Rewrite only the part of the listing that opens with the line containing "Where can the man's white" and closes with the line containing "<point>501,224</point>", changing "tattooed forearm" to "inked forearm" and leaving everything else unchanged.

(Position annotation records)
--
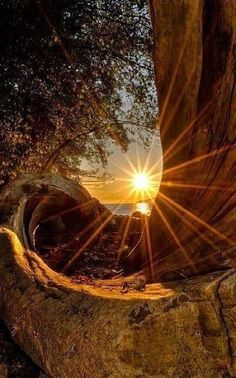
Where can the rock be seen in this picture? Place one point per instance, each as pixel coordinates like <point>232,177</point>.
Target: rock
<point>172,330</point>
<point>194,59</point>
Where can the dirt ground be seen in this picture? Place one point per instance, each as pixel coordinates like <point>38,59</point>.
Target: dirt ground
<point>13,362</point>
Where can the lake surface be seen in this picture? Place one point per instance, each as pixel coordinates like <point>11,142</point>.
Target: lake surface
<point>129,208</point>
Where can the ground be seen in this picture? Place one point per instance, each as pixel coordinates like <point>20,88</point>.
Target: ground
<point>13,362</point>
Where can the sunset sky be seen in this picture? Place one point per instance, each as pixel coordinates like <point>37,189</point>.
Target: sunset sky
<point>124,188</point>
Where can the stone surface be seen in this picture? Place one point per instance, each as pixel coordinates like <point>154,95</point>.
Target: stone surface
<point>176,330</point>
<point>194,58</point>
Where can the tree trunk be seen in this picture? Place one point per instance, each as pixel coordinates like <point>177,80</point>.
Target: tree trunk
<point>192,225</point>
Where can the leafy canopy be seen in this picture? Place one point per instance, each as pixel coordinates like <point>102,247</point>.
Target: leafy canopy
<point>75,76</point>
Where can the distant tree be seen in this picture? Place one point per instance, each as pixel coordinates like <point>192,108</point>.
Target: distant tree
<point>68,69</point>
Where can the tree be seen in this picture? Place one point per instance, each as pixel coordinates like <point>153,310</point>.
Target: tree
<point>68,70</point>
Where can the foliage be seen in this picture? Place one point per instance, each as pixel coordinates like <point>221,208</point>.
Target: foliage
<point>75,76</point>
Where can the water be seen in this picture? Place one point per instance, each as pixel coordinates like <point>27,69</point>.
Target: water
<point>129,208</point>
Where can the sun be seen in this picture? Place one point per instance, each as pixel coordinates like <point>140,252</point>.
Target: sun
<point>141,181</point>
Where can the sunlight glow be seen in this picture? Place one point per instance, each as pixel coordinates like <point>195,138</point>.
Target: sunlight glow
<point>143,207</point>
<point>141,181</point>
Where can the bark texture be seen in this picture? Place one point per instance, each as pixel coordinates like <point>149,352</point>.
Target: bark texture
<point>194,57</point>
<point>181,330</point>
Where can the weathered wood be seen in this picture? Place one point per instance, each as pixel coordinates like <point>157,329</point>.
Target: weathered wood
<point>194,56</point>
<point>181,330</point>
--
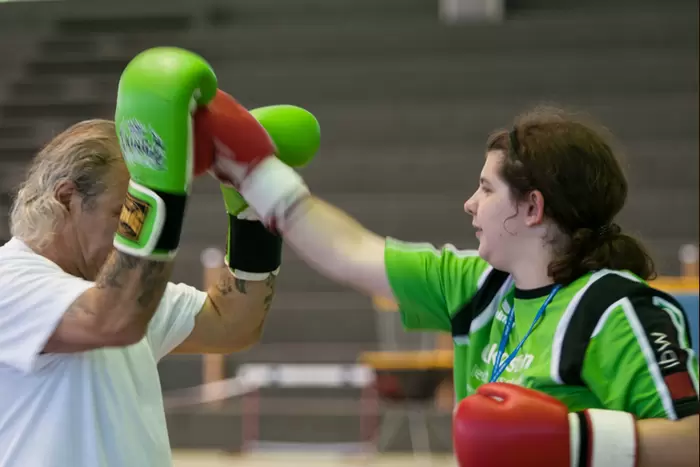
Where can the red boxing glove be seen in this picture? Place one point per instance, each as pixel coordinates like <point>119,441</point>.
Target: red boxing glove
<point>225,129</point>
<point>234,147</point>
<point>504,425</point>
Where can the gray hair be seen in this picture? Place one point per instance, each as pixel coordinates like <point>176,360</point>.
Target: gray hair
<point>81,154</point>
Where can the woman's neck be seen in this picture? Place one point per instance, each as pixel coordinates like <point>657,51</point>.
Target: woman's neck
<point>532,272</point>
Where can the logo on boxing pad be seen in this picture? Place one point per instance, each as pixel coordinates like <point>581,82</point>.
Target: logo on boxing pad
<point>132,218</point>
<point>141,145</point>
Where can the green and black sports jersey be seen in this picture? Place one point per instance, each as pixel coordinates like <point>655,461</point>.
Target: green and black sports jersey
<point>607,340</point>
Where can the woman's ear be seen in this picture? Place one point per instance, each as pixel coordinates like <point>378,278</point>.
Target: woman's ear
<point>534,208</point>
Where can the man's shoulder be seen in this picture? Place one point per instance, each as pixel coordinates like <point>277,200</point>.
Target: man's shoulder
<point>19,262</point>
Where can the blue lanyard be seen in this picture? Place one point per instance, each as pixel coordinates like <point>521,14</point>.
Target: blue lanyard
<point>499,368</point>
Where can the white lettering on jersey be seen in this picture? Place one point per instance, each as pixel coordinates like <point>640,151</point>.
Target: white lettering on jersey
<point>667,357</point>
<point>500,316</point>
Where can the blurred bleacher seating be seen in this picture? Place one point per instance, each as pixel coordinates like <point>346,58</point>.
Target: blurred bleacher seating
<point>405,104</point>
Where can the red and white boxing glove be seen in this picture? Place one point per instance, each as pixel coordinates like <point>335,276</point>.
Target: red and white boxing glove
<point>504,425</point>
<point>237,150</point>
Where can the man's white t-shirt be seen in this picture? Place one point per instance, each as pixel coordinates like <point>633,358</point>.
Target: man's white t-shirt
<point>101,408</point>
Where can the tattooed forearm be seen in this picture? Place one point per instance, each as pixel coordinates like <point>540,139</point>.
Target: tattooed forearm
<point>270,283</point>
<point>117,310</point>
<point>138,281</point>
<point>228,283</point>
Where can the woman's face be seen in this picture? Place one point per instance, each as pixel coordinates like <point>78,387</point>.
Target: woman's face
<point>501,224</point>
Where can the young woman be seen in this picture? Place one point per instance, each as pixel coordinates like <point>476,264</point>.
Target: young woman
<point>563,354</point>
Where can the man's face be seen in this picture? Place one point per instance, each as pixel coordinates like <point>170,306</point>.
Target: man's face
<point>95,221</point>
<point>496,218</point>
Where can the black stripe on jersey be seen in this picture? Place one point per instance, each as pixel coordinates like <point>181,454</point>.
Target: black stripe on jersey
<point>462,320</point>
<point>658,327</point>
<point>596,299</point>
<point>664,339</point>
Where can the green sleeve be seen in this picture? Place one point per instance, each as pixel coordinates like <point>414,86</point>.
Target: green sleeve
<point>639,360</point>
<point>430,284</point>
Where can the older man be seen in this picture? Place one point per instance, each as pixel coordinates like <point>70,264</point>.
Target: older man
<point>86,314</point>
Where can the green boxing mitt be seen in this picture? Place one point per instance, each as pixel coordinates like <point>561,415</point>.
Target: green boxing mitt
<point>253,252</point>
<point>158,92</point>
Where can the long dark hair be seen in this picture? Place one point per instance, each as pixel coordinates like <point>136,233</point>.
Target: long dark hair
--
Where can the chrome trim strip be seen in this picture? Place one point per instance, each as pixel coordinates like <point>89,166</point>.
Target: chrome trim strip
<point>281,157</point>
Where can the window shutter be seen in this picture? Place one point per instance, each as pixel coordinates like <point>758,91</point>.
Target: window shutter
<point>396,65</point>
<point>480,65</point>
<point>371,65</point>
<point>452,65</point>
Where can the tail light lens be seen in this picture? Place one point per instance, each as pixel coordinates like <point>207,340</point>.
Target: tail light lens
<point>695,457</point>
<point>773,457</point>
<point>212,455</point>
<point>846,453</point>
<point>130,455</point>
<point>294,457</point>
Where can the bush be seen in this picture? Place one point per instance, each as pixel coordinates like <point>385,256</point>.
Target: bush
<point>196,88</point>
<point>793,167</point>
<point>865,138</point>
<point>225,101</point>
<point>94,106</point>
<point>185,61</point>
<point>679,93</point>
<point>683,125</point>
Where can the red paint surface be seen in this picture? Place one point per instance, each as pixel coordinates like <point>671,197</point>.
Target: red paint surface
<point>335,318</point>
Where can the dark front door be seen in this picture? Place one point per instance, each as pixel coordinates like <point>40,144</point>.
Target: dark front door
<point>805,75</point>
--
=== Full output ===
Where can the man's white t-shirt be seen in this picture? Place one point per instance, each as pixel coordinates like <point>633,358</point>.
Target: man's white t-shirt
<point>101,408</point>
Where can the inked forearm be seen in this picture? Place one point per instance, each as pixel coordinates like <point>540,139</point>.
Target: inked forearm
<point>270,283</point>
<point>117,310</point>
<point>138,281</point>
<point>228,283</point>
Where can the woman's face be seen in this picture? Place one point per instance, each as pixel coordinates like <point>78,387</point>.
Target: woman's face
<point>501,224</point>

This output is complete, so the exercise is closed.